## WRITTEN PROBLEM A
Render the part of the records that opens with the line containing "Objective — for every instance of the bouquet" and closes with the line containing "Objective — for every instance of the wooden table" as a Markdown table with the columns Row and Record line. Leave out blank lines.

It also causes a conundrum for livery creators, do they take credit for their work through ui_createdby, or integrate it into the plane it’s related too and depend on the manifest.json to take credit for their work? If companies like 4simmers take credit for their work through ui_createdby, the library will become quite a mess.

And, hopefully, the Marketplace team forces vendors to properly write their aircraft.cfg’s and organize their planes appropriately. To this point, the aircraft.cfg has been very haphazardly filled in by most authors. Since I don’t purchase from the Marketplace, it means I can edit them, and I end up editing 80% or more of all aircraft.cfgs to fix things. For example, the Carenado planes are currently a mess, most all grouped together under a single model tile, and, since the manufacturer is always Carenado, you can’t search for the planes by manufacturer. So people think they don’t have planes that in fact they do have. Same thing with the Aeroplane Heaven DC-3, one big lump of a bunch of variants all under a single tile as a bunch of liveries mixed together with no organization.

I think the change was largely related to the integration of the Marketplace into the UI, they wanted to separate models of the same planes by author (The P-51D being an example, we have the Reno planes and the Aeroplane Heaven planes), and there was a major programmatic hole in the old way of organizing the library (inherited from way back), that I used to use to reorganize and properly name my library of aircraft. That will now be much more difficult, and is going to depend on access to all aircraft.cfg and livery.cfg files, encrypted planes or not, to do it right. If I can use the VFS to rewrite aircraft.cfgs for me, I’ll be able to get the control back that I’m used to. I really can’t depend on authors to understand how important it is to me to have all my planes organized and named the way I want them named :laughing: :upside_down_face:

Too your point about needing two different archives, one for each sim, I imagine,too, they also hope this will give some impetus to authors to upgrade their aircraft to 2024 compatibility. And, really, it’s probably smarter to do that, as much as it is a major pain. I know you’ve been all about your workflow :smiley:

Hopefully someday they give us the ability to add multiple typeroles to a single variant or even livery, one of which could be “Favorite”. Even better if they allow users to create their own Typeroles.

Right now, if you search for Amphibian, none come up, even though there’s a bunch.

And I’d also LOVE the ability to turn particular liveries off, so they don’t show up in the Library. And not just the Aviator liveries. Some planes come with tons of liveries I’ll never use, and I hate having to sort through them all the time.

## RAW RECORDS

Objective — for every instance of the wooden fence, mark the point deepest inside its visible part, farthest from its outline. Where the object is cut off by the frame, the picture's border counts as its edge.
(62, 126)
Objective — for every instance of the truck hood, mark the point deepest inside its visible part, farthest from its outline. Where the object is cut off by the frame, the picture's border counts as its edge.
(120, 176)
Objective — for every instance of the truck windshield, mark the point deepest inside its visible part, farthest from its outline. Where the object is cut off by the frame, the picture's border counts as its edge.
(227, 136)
---
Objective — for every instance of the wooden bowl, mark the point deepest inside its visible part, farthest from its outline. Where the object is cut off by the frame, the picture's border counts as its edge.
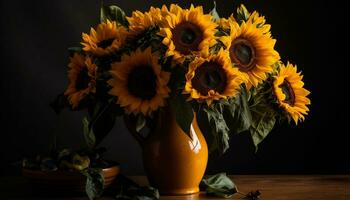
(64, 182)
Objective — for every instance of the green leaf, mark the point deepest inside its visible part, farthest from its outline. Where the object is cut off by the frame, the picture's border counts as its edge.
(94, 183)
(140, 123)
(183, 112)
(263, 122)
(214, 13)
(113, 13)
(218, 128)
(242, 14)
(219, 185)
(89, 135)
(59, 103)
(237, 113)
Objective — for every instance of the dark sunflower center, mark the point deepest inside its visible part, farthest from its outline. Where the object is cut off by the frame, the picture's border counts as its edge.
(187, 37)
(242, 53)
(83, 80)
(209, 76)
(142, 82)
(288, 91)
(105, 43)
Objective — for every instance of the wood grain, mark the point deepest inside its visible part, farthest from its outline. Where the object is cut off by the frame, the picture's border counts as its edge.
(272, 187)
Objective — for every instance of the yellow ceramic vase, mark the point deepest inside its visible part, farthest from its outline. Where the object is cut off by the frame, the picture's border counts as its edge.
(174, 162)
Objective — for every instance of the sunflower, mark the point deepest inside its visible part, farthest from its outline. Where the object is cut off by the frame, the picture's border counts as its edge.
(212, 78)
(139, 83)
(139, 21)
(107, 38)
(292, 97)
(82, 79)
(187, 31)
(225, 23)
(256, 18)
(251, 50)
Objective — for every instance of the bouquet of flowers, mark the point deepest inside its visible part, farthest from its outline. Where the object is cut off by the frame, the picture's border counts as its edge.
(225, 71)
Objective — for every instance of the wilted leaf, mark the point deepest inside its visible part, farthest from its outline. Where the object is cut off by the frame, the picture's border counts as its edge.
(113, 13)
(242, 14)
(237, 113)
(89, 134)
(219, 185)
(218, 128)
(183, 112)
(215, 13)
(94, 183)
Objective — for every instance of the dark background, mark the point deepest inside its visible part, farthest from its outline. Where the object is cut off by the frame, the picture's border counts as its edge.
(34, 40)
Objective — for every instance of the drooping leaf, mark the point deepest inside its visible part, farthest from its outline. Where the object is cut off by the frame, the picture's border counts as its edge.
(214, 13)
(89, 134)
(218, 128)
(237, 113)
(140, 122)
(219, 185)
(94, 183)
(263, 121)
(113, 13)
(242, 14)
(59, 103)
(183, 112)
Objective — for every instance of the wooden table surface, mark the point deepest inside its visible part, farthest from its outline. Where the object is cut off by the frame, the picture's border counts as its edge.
--
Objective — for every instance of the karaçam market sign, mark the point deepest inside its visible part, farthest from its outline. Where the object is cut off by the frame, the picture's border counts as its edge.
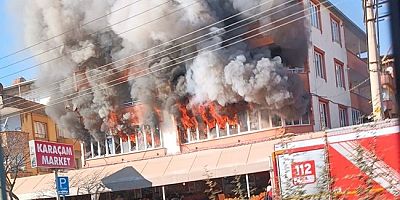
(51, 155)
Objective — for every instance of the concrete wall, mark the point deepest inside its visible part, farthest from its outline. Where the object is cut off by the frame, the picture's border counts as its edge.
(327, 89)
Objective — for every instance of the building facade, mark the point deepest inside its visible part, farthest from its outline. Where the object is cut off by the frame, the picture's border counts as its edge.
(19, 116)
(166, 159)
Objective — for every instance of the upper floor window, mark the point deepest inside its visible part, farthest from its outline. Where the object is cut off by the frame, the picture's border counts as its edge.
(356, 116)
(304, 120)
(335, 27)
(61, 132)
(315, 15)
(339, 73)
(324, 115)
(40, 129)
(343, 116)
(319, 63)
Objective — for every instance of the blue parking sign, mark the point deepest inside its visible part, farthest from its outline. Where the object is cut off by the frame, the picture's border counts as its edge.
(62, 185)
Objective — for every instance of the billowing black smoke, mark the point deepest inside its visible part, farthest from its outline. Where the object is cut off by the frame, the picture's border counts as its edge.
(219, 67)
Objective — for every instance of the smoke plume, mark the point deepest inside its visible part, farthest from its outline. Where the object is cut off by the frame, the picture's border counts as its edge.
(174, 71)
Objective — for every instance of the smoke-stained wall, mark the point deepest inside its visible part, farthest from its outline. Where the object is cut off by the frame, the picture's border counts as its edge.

## WRITTEN PROBLEM B
Answer these questions from the excerpt on organizing the aircraft library:
(i) Which two sets of P-51D planes are given as an example of separating models by author?
(ii) Which search term currently returns no results?
(iii) What share of all aircraft.cfgs does the writer end up editing?

## WRITTEN RESPONSE A
| Row | Record line |
|---|---|
| 1 | Objective — for every instance of the bouquet of flowers, mark the point deepest inside its visible part, farthest from its outline. Where the object is cut off by the frame, the picture's border counts as its edge. |
| 2 | (225, 71) |
| 3 | Objective — for every instance of the wilted leaf, mark the point deepest inside its visible part, farthest from its outline. Where the object is cut off by the frame, the picture's border counts as its edge. |
| 4 | (113, 13) |
| 5 | (242, 14) |
| 6 | (237, 113) |
| 7 | (89, 134) |
| 8 | (219, 185) |
| 9 | (218, 128) |
| 10 | (183, 112) |
| 11 | (215, 13) |
| 12 | (94, 183) |
| 13 | Objective — for every instance of the dark background, mark the point deepest inside its visible part, farthest from its outline. Where the object is cut off by the frame, the picture's border counts as its edge. |
| 14 | (34, 40) |
| 15 | Objective — for every instance of the drooping leaf, mark the point deepest inside its visible part, farthest from its outline. Where the object is cut off by the frame, the picture's border counts as its edge. |
| 16 | (214, 13) |
| 17 | (89, 134) |
| 18 | (218, 128) |
| 19 | (237, 113) |
| 20 | (140, 122) |
| 21 | (219, 185) |
| 22 | (94, 183) |
| 23 | (263, 121) |
| 24 | (113, 13) |
| 25 | (242, 14) |
| 26 | (59, 103) |
| 27 | (183, 112) |
| 28 | Objective — for every instance of the wooden table surface, mark the point deepest inside its visible part, farthest from its outline. Where the object is cut off by the frame, the picture's border counts as its edge. |

## WRITTEN RESPONSE B
(i) The Reno planes and the Aeroplane Heaven planes.
(ii) Amphibian.
(iii) 80% or more.